- PROVIDED DATA -

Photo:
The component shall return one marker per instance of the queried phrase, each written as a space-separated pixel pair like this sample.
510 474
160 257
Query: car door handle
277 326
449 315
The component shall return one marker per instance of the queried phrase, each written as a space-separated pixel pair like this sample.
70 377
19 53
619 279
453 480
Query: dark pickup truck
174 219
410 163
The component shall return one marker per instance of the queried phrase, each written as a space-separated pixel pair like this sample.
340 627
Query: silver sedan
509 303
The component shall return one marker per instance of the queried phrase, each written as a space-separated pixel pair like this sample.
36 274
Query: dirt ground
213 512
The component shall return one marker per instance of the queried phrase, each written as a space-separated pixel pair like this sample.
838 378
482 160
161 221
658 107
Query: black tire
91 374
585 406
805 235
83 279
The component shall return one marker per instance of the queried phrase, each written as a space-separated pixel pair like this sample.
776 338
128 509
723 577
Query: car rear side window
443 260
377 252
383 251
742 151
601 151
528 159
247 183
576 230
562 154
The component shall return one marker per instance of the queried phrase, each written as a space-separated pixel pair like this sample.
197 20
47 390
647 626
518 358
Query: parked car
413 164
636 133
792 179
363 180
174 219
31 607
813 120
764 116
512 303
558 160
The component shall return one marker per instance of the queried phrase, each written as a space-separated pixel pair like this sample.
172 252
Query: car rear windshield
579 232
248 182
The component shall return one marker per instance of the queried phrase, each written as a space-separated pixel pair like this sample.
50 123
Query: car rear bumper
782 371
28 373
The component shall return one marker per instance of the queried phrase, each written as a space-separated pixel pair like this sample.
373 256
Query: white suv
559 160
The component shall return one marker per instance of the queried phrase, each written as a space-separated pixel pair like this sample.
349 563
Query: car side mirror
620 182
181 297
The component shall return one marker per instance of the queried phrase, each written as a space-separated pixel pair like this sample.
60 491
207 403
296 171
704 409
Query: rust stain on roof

- TASK -
Repeat all the entries word for word.

- ANSWER TO THIS EXERCISE -
Photo:
The component shall return one marker per instance of the queried phrase, each written as a space-separated pixel pair like this sample.
510 474
160 257
Query: car door handle
277 326
449 315
The component shall return one marker per instance of the queried phrase, each written as a space-separated pixel pair like this sample.
70 377
19 53
619 279
453 480
Query: dark pickup truck
174 219
410 163
The component shall return one marker per instance of the queried phrase, each written as a space-separated pixel pair like this sample.
340 627
Query: silver sedan
509 303
The component shall return one marker per instance of the queried phrase, each written as a space-separated pixel pair like this sample.
36 274
Query: dirt ground
213 512
The component shall return one marker per instance of the queried phrase, each written as a space-separated pixel pair like this sample.
838 378
482 160
161 221
658 107
Query: black tire
91 374
585 406
805 235
83 279
The component shall return one marker per instance of the queried phrase, each written as a space-separated pixel pair like this sample.
776 338
128 509
723 577
Query: car rear side window
443 260
377 252
383 251
742 151
601 151
528 159
247 183
576 230
562 154
The component shall return one marker per instance of the queried phrase, each written as a space-separated pixel pair like this sample.
197 20
47 390
647 626
518 358
Query: parked car
413 164
636 133
792 179
363 180
174 219
31 607
813 120
764 116
512 303
558 160
The component shall return one marker per instance of the queried phrase, each written as a space-separated pixel pair like this sample.
172 252
Query: car rear windshield
579 232
248 182
The component shall return one marker per instance of the queried phrase, each written as a space-separated pixel pair like this sample.
50 123
Query: car rear bumper
782 371
28 373
The component shall return one marker per instance of the queried phrase, each written as a space-separated pixel pair like this sample.
373 256
Query: white suv
559 160
The component shall return one marker per instance of the queried phrase, each written as a space-separated pixel pair like this sample.
349 563
Query: car side mirror
620 182
181 297
The component shall return one marker per instance of the queried phrase, each written as a space-separated pixel pair like this sample.
60 491
207 403
296 171
704 409
Query: rust stain on roof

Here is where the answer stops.